== Segment start ==

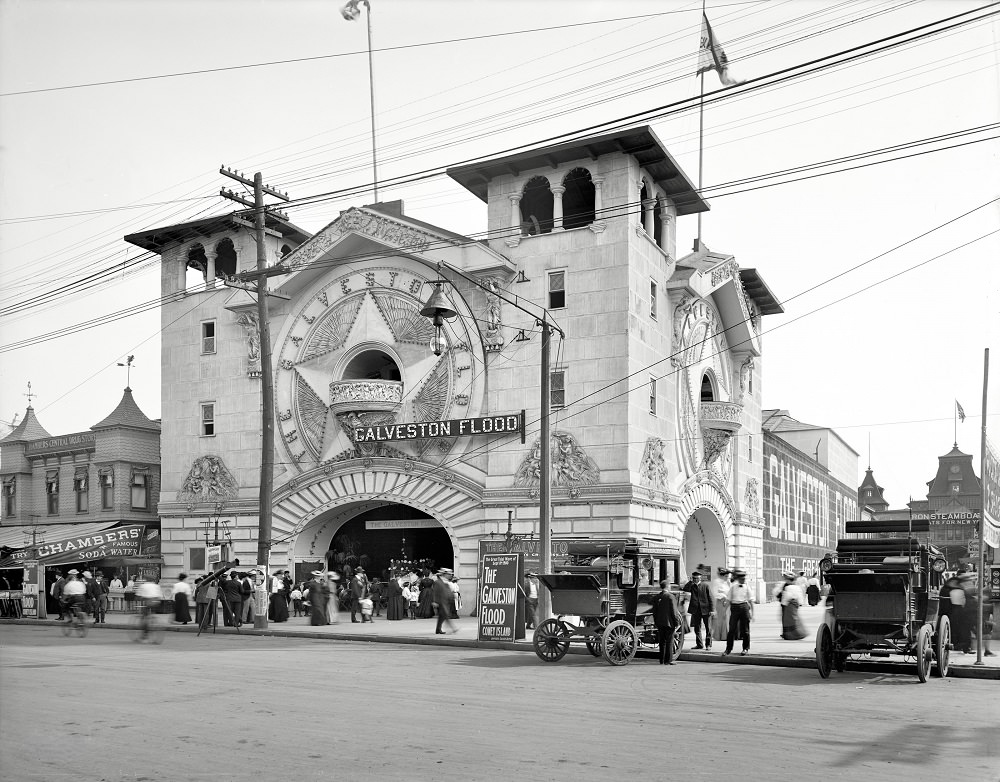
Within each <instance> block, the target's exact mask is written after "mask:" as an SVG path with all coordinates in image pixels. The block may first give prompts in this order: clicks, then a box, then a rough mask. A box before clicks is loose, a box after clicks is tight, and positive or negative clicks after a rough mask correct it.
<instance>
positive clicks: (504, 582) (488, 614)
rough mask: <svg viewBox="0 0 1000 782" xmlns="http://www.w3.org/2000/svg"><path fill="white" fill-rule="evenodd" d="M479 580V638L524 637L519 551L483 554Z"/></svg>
mask: <svg viewBox="0 0 1000 782" xmlns="http://www.w3.org/2000/svg"><path fill="white" fill-rule="evenodd" d="M481 572H482V577H481V579H480V581H479V600H478V606H477V611H476V613H477V616H478V617H479V640H480V641H514V640H518V639H520V638H524V595H523V591H522V589H521V584H522V582H523V581H524V556H523V555H522V554H520V553H511V554H486V555H484V556H483V559H482V562H481Z"/></svg>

== Segment end ==

◆ Work request
Put every line of the rows above into a JSON list of strings, one string per line, with blank lines dropped and the pictures left out.

◆ Answer
[
  "Within each <instance> block, the target's exact mask is written after \"mask:\" as an SVG path with all coordinates in image pixels. The block may first give prompts in this order: clicks, then a box, then a rough mask. A box before clicks is loose, a box after clicks is tight, and positive or negative clicks after a rough mask correct it.",
  "<instance>",
  "positive clicks: (504, 582) (488, 614)",
  "rough mask: <svg viewBox=\"0 0 1000 782\" xmlns=\"http://www.w3.org/2000/svg\"><path fill=\"white\" fill-rule=\"evenodd\" d=\"M479 580V638L524 637L519 551L483 554Z\"/></svg>",
  "mask: <svg viewBox=\"0 0 1000 782\" xmlns=\"http://www.w3.org/2000/svg\"><path fill=\"white\" fill-rule=\"evenodd\" d=\"M481 572H482V577H481V579H480V581H479V600H478V606H477V611H476V613H477V616H478V617H479V640H480V641H514V640H518V639H520V638H524V595H523V591H522V589H521V584H522V582H523V581H524V556H523V555H522V554H520V553H511V554H486V555H484V556H483V559H482V562H481Z\"/></svg>"
]